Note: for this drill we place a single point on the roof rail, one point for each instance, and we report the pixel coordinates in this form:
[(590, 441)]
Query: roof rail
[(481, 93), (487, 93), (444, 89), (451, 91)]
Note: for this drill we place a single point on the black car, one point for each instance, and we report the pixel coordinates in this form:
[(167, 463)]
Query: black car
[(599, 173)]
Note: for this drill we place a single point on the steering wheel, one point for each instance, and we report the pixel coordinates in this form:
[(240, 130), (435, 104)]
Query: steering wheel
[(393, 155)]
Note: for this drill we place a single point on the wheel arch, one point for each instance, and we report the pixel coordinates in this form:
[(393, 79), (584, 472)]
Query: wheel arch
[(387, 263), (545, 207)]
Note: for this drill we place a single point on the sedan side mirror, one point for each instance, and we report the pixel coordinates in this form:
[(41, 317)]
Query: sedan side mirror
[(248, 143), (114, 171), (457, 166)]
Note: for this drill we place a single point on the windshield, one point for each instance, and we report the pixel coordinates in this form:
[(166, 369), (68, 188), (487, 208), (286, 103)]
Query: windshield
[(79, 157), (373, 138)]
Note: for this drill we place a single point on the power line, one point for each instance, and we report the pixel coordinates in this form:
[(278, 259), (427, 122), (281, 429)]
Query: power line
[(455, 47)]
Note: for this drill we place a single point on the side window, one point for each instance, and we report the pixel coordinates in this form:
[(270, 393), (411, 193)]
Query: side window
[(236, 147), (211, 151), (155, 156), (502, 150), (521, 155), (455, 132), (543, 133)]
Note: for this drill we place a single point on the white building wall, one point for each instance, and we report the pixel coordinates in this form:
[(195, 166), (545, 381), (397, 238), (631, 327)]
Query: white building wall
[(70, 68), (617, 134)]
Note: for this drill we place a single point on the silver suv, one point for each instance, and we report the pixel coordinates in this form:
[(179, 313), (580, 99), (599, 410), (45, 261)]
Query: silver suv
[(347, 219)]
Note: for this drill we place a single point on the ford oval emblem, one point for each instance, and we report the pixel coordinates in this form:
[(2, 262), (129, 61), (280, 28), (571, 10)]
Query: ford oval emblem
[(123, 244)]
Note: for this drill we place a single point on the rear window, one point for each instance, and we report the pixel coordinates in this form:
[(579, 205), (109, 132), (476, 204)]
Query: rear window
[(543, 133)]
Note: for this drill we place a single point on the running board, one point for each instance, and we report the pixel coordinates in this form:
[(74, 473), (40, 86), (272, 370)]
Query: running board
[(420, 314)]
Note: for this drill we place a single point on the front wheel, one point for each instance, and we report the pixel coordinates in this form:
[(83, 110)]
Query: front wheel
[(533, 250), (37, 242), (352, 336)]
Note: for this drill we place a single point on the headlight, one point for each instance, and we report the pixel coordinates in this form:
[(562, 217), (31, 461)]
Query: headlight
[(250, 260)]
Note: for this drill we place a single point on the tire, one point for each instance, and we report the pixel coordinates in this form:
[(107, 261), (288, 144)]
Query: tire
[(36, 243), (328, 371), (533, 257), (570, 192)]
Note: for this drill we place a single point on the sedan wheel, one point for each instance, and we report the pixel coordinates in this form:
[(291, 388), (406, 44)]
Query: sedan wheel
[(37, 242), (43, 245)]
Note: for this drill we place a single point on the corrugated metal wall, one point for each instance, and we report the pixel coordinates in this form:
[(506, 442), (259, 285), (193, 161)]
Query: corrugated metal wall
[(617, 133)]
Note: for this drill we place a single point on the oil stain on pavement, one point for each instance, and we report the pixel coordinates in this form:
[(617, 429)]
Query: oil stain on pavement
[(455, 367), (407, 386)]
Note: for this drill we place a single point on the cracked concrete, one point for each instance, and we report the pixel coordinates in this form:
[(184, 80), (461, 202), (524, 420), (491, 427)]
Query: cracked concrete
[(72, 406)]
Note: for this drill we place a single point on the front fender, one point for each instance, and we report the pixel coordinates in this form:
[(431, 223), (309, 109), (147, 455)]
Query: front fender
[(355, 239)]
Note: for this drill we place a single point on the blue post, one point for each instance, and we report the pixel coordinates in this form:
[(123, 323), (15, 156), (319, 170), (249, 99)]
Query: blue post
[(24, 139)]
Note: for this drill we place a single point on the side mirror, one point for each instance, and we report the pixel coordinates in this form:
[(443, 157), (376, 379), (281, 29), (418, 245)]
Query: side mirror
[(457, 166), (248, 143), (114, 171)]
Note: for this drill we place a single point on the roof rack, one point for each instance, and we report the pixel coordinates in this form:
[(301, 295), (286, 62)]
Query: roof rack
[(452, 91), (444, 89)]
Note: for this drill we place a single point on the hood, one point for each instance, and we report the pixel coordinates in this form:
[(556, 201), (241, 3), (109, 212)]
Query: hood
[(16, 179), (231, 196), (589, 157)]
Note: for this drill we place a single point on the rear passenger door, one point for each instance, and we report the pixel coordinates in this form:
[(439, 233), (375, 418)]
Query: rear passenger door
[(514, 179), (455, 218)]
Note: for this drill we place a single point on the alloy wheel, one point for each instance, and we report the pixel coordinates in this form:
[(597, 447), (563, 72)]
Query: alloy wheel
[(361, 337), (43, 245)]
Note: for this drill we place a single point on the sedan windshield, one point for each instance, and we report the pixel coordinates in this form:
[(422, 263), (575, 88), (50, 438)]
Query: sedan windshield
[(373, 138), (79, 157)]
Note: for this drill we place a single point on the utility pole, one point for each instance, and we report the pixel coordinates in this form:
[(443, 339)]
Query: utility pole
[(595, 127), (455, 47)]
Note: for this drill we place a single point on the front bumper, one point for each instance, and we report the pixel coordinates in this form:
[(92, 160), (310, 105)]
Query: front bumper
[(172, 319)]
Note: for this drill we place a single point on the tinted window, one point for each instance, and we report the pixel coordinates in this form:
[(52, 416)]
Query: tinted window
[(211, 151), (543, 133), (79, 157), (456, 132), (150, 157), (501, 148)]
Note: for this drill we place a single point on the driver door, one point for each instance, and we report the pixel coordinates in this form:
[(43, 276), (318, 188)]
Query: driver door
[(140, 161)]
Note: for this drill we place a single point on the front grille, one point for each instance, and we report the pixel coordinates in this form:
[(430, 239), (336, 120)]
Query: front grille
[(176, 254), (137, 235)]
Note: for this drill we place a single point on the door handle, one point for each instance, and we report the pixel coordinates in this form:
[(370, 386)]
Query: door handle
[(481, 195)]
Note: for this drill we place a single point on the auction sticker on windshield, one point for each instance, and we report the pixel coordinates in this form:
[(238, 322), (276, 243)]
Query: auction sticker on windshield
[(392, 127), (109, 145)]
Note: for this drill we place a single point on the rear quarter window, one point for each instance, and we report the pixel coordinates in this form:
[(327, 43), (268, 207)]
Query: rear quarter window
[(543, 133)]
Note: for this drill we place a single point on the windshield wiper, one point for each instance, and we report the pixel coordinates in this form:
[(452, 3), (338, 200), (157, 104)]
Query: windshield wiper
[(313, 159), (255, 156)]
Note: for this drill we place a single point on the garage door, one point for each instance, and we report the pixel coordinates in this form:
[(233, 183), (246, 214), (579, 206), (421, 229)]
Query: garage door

·····

Your objective: Update all of the records above by changing every "drill" to "exercise", and leave everything else unchanged.

The solution:
Note: for this exercise we place a single point on the roof rail, one point for each instance, and we report the pixel coordinates in this form:
[(590, 441)]
Query: roof rail
[(481, 93), (487, 93), (444, 89), (451, 91)]
Note: for this exercise we place a single point on the black car, one point for each instance, and we report the pixel coordinates in this form:
[(167, 463)]
Query: black car
[(599, 173)]
Note: for this exercise we place a single point on the steering wheel, one point for each instance, and we report the pixel coordinates in this form:
[(240, 130), (435, 104)]
Query: steering wheel
[(393, 155)]
Note: for this exercise we place a single point on the wheel arch, one point for each instance, and we report the pixel coordinates in this form:
[(393, 79), (584, 472)]
Query: wheel arch
[(387, 263), (545, 207)]
Note: for this exercise we place a single point on the sedan side mirror, one point for each instance, and we report the pixel coordinates in this form:
[(41, 317)]
Query: sedan side mirror
[(248, 143), (114, 171), (457, 166)]
Note: for this exercise we place a single point on the windshield, one point for each instance, and we report the pixel coordinates in this form:
[(166, 369), (68, 188), (487, 208), (286, 103)]
Query: windshield
[(79, 157), (373, 138)]
Note: for this exercise we place a single point on the power line, one point for each instance, and we report the pixel coordinates in this form:
[(278, 259), (427, 122), (281, 429)]
Query: power line
[(455, 47)]
Note: for this exercise we place a single point on the side window, one point for each instance, and we report the pixel coordinates in this form:
[(270, 393), (411, 193)]
Query: side window
[(236, 147), (211, 151), (155, 156), (502, 150), (521, 155), (455, 132), (543, 133)]
Note: for this exercise we place a single point on the white building wall, one point for each instance, and we report the pixel coordinates in this form:
[(195, 166), (545, 381), (397, 238), (631, 327)]
Query: white building wall
[(70, 68), (617, 134)]
Note: for this exercise we place a single point on the silver suv, one point for each instance, and we report the pixel coordinates in this form:
[(179, 313), (580, 99), (599, 410), (45, 261)]
Query: silver suv
[(347, 219)]
Note: for this exercise we place a single point on the ford oval emblem, one point for each instance, and we report the pixel coordinates in this form:
[(2, 262), (129, 61), (280, 28), (571, 10)]
Query: ford oval emblem
[(123, 244)]
Note: for this exercise we place a single point on the rear window, one point for each instance, and we report the pixel coordinates in this form:
[(579, 205), (109, 132), (476, 204)]
Query: rear window
[(543, 133)]
Note: for this exercise we place a single point on the running board, one point for each instance, and we report the pixel coordinates in this form:
[(74, 473), (40, 86), (272, 370)]
Query: running board
[(420, 314)]
Note: for this exercise we place a single point on the front wheel, one point for each instance, and we report the pixel coordinates in this form:
[(83, 110)]
Query: front wheel
[(533, 250), (37, 242), (352, 336)]
Note: for this exercise we place a single point on the headlight, one point for each instance, and we report the pixel coordinates in this form:
[(562, 217), (31, 461)]
Query: headlight
[(250, 260)]
Note: for this exercise we place a single point on the tire, one point for each instance, and we report the pixel coordinates in this form:
[(107, 261), (288, 144)]
Query: tire
[(36, 243), (328, 371), (533, 257), (570, 192)]
Note: for this exercise we place a single point on the sedan wheel, one point for each instance, and we report the pixel coordinates in this form:
[(291, 388), (406, 44)]
Query: sedan wheel
[(37, 242), (43, 245)]
Note: for this exercise we place a single point on the corrugated metal wall, one point for each instance, and we report the pixel coordinates in this form:
[(506, 442), (259, 285), (193, 161)]
Query: corrugated metal wall
[(617, 133)]
Note: for this exercise we place a single point on the oil stain on pavement, one point for each instance, and we report the pixel coordinates in this form:
[(617, 429)]
Query: oil stain on pavement
[(455, 367), (407, 386)]
Note: for this exercise we place a single point on the cracked concrete, one point for each instance, and we report the pixel coordinates in this form:
[(184, 80), (461, 202), (524, 420), (491, 427)]
Query: cracked concrete
[(72, 406)]
Note: for this exercise we place a single point on the front fender, one point for each instance, and we report the pixel coordinates in this form:
[(431, 223), (309, 109), (147, 455)]
Query: front fender
[(355, 239)]
Note: for this exercise we place a single point on the blue post, one point for each instance, and we report the pixel coordinates in this form:
[(123, 323), (15, 156), (319, 170), (249, 99)]
Query: blue post
[(24, 139)]
Note: for this exercise we place a single point on the side mirror, one point for each instance, and we report the pixel coordinates in this form:
[(443, 157), (376, 379), (281, 29), (418, 245)]
Query: side mirror
[(457, 166), (248, 143), (114, 171)]
Note: for this exercise we place a single point on the roof rack, one point for each instance, and we report the pixel coordinates in this form:
[(301, 295), (286, 62)]
Query: roof rack
[(452, 91), (444, 89)]
Note: for this exercise we place a single point on the hood, one point for each instance, and we report the pixel coordinates in this form:
[(556, 201), (241, 3), (109, 212)]
Query: hood
[(16, 179), (231, 196), (589, 157)]
Note: for this exercise we place a single point on the rear passenger door, one point for each instance, and we report the pixel coordinates in this form:
[(439, 233), (375, 418)]
Query: rear passenger door
[(514, 179), (455, 218)]
Note: for this exercise we place a single point on the alloy wheel, one point for each instance, and we report the pixel coordinates in this form:
[(597, 447), (563, 72)]
Query: alloy wheel
[(361, 337), (43, 245)]
Note: for this exercise we place a single point on the sedan windshield, one point for each instance, and we report the pixel coordinates in this form:
[(422, 263), (575, 88), (50, 438)]
Query: sedan windshield
[(373, 138), (79, 157)]
Note: for this exercise we place a single point on the utility pole, one point for each instance, and we report the pixel coordinates in this form:
[(443, 339)]
Query: utility pole
[(595, 127), (455, 47)]
Note: for this exercise we place a single point on the front bumper, one point for each instance, and we report the pixel coordinates in this form:
[(92, 160), (310, 105)]
Query: front bumper
[(172, 319)]
Note: for this exercise we place a single point on the tinted window, one point for each instance, and we report the pixel coordinates in this form:
[(52, 416)]
Query: tinted window
[(211, 151), (543, 133), (79, 157), (456, 132), (150, 157), (501, 148)]
Note: for this exercise we place a single point on the driver door, one point for each instance, and we report the pixel coordinates in this form:
[(43, 276), (318, 188)]
Query: driver door
[(140, 161)]
Note: for this exercise we place a single point on the front grille, one point for each instance, and we report the pixel coordinates in this form:
[(430, 239), (336, 120)]
Query: front grille
[(176, 254), (137, 235)]
Note: for this exercise we place a single point on the door handle, one point for each instance, and we report the pixel coordinates in this form:
[(370, 386)]
Query: door handle
[(481, 195)]
Note: for this exercise we place a single point on the auction sticker on windshield, one point for each instance, and we report the pixel coordinates in this form:
[(238, 322), (276, 243)]
Query: auction sticker on windshield
[(392, 127), (109, 145)]
Note: for this exercise we place a single point on the rear quarter window, one point for each instance, and we report the pixel coordinates in this form:
[(327, 43), (268, 207)]
Query: rear quarter window
[(543, 133)]
Note: for this exercise we place a single point on the windshield wiper, one point for each instance, and we report the pixel coordinates in this form:
[(452, 3), (338, 200), (157, 104)]
Query: windshield wiper
[(313, 159), (255, 156)]
Note: for this exercise we place a single point on the garage door, one point for each instance, and we report the pixel coordinates in this form:
[(233, 183), (246, 214), (579, 206), (421, 229)]
Query: garage door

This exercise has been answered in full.